**TASK DESCRIPTION**
A verbatim transcription of the listing below is required, without its pictures.
Start of Block
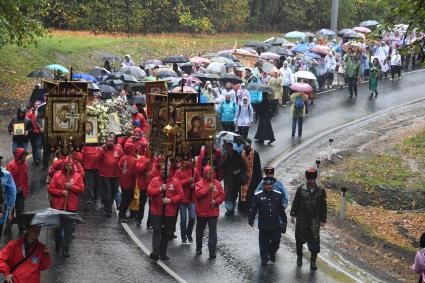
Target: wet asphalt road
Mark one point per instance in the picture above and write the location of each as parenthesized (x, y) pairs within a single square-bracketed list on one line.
[(102, 252)]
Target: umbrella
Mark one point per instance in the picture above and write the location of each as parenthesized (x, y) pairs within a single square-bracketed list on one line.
[(47, 217), (221, 59), (362, 29), (230, 78), (301, 48), (107, 89), (348, 33), (270, 56), (83, 76), (176, 59), (295, 35), (154, 62), (42, 73), (301, 87), (326, 32), (200, 60), (97, 71), (281, 51), (93, 86), (305, 75), (369, 23), (111, 58), (207, 76), (56, 67), (276, 41), (134, 71), (320, 49), (216, 68), (257, 44), (260, 87), (165, 72)]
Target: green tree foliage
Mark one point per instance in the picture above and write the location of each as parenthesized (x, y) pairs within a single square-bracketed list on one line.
[(18, 21)]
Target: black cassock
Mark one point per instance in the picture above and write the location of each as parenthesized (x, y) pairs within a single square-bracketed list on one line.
[(264, 130)]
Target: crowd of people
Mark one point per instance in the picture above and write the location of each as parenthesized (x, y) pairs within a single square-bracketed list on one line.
[(125, 171)]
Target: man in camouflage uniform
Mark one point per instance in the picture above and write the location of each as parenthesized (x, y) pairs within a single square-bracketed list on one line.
[(309, 207)]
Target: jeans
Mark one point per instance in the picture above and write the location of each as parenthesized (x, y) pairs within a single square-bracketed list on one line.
[(352, 85), (269, 240), (212, 233), (299, 120), (92, 184), (127, 197), (109, 191), (16, 145), (36, 144), (228, 126), (160, 234), (186, 227)]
End of Block
**SOLUTION FOR THIS EXERCISE**
Target: wet asphalt road
Mark one point per instance in the picture above and write the location of each as parenthesized (x, y) pairs within a single square-bracketed list on one line.
[(102, 252)]
Target: umbrella
Mark one point per instance in the picture above and write the location of each as parenthesized (x, y) pairs within a single square-bracketed list on one line.
[(47, 217), (221, 59), (362, 29), (230, 78), (301, 48), (107, 89), (348, 33), (270, 56), (83, 76), (176, 59), (295, 35), (154, 62), (42, 73), (301, 87), (326, 32), (200, 60), (97, 71), (281, 51), (93, 86), (305, 75), (369, 23), (111, 58), (207, 76), (56, 67), (276, 41), (134, 71), (320, 49), (216, 68), (257, 44), (260, 87), (165, 72)]
Target: green tree foliage
Mark one point per instance in the picture above and write the location of each as parenthesized (x, y) pairs within a single square-bracketed list on one line.
[(18, 21)]
Target: black cassock
Mark one point per instance in the picture above and write the location of each as parenthesized (x, y) pairs within a single square-bracketed list on one line.
[(264, 130)]
Target: crowd of people
Mark one point per instance in the picture above and write the location of each as parenthesized (x, y) pairs within a single square-bracketed list on one line.
[(125, 171)]
Target: man in camouflage uniform
Mark one point per instance in the picture above and write the location of each as parenthesized (x, y) pairs within a single square-bracketed list on one line.
[(309, 207)]
Target: jeans
Mark one point per instance in the picture above and write the location of each as parenthesized (x, y) pairs within a single square-bracketed list on one line.
[(352, 85), (269, 240), (212, 233), (299, 120), (92, 184), (127, 197), (109, 191), (16, 145), (36, 144), (228, 126), (160, 234), (186, 227)]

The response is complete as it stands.